Selection:
NRPLUS MEMBER ARTICLE O n July 4, Kanye West announced on Twitter his intention to seek the highest office in the land. It’s not clear what we should make of this. Internet commentators unleashed a biblical deluge of “late registration” puns, pointing out that Mr. West has missed the deadline to make it onto the presidential ballot in at least six states, with the deadline for seven other states coming up in July. It also appears that he has yet to file the requisite paperwork with the Federal Elections Commission. Consequently, most people (though not Elon Musk, apparently) seem to be taking the announcement with a large grain of salt. Some have even put it down to shameless self-promotion, with Kanye’s next album and his new Gap fashion line set for upcoming release. Whatever the case may be — and who can really say, this is Kanye we’re talking about, after all — there is a broader point to be made about the encroachment of celebrity culture into the electoral landscape.
President Trump is the most obvious example. For years, he was beamed into our living-rooms, presiding over the rat-race of American capitalism as the King of the Hill, the incarnation of the success that every sharp-elbowed would-be entrepreneur aspired to. The Apprentice sold Trump to the viewing public as an all-American amalgam of Gordon Gecko and Obi-Wan Kenobi, and it was perhaps naïve for so many to imagine in 2016 that the image created in those years of reality-TV stardom would have no bearing on his electoral chances once he threw his hat into the ring.
We all know by now that the line between politics and entertainment has become increasingly blurred. Fictional shows and news networks measure themselves by the same standard: ratings. After the 2016 election, CNN CEO Jeff Zucker even entertained the notion that his network was partially responsible for the result because of its monomaniacal coverage of the Trump campaign. Whether or not that’s true, any analysis of the last presidential election certainly has to take into account the fact that Trump is always appointment viewing.
It could be argued that being good on television has been a sine qua non for presidential candidates since the Kennedy–Nixon debates of 1960. But even so, entertainment value has risen exponentially on the list of desirable attributes for politicians since then. The way Americans talk about candidates for high office in 2020 resembles nothing so much as amateur film criticism: “I don’t feel like I can identify with him,” “her story is very compelling,” “he’s just not connecting with the audience.” Of course, theater has always played an important role in politics, but why does it increasingly feel as if this role is the starring one?

Challenge 1:
In the article on celebrity culture and elections, on what date did Kanye West announce that he would run for president?
Challenge 2:
Carry the article on celebrity culture and elections forward from its last paragraph.

[Point annotations for photos]
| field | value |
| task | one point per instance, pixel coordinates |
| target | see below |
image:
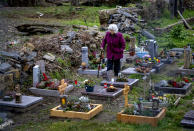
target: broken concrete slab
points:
(67, 49)
(49, 57)
(4, 67)
(47, 92)
(27, 103)
(12, 55)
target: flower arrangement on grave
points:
(95, 61)
(163, 54)
(121, 78)
(89, 85)
(81, 104)
(46, 83)
(111, 88)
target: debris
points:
(49, 57)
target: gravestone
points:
(41, 64)
(27, 103)
(36, 75)
(188, 119)
(100, 93)
(187, 57)
(152, 48)
(131, 82)
(131, 70)
(85, 55)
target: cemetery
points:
(97, 65)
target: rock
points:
(148, 34)
(29, 46)
(163, 83)
(49, 57)
(12, 55)
(66, 48)
(31, 56)
(4, 67)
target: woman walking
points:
(115, 47)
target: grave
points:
(172, 90)
(169, 60)
(132, 56)
(100, 93)
(49, 92)
(188, 67)
(85, 68)
(132, 70)
(188, 119)
(75, 108)
(131, 83)
(27, 103)
(158, 67)
(135, 114)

Output 1:
July 4

Output 2:
Those inclined to reduce social and political events to material factors will probably be content to note the stunning multiplication of screens in American households in recent years and leave it at that. We are all watching more television, more YouTube, more Twitter clips than we were before, and so it is natural that the long-standing desire for entertainment in politics has become magnified. The television is, according to this reading of the facts, like the gun left on the mantlepiece in Act I of Nabokov’s play; by Act III of the digital revolution, we were bound to use it for something important, like choosing a president.
There’s a lot of truth in this, but not enough. As Fustel de Coulanges wrote, history’s “true object of study is the human mind: It should aspire to know what this mind believed, thought, and felt in different ages in the life of the human race.” In that spirit, we should reflect upon our repeated attempts to tear down the wall of separation between power and pleasure if we want to knock entertainment from the pedestal it occupies in our politics. Ask yourself: When was the last time the more boring of the two major-party nominees won a general election?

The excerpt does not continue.